▶ [THE EXERCISE] Update the items below by changing "clump of grass" to "tuft of grass" and leaving everything else as it is. Omit the pictures from your output.

────────

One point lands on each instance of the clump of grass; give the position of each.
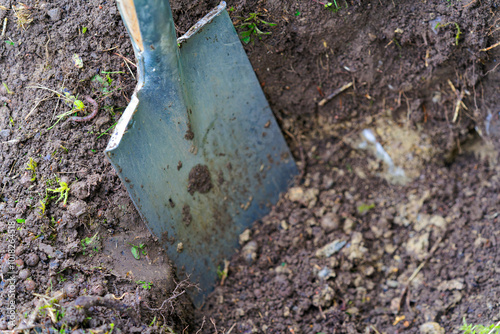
(480, 329)
(251, 24)
(23, 15)
(459, 32)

────────

▶ [CORRECT OUTPUT]
One point lands on each instance of the tuft of grass; give the position of each.
(480, 329)
(251, 24)
(23, 15)
(459, 32)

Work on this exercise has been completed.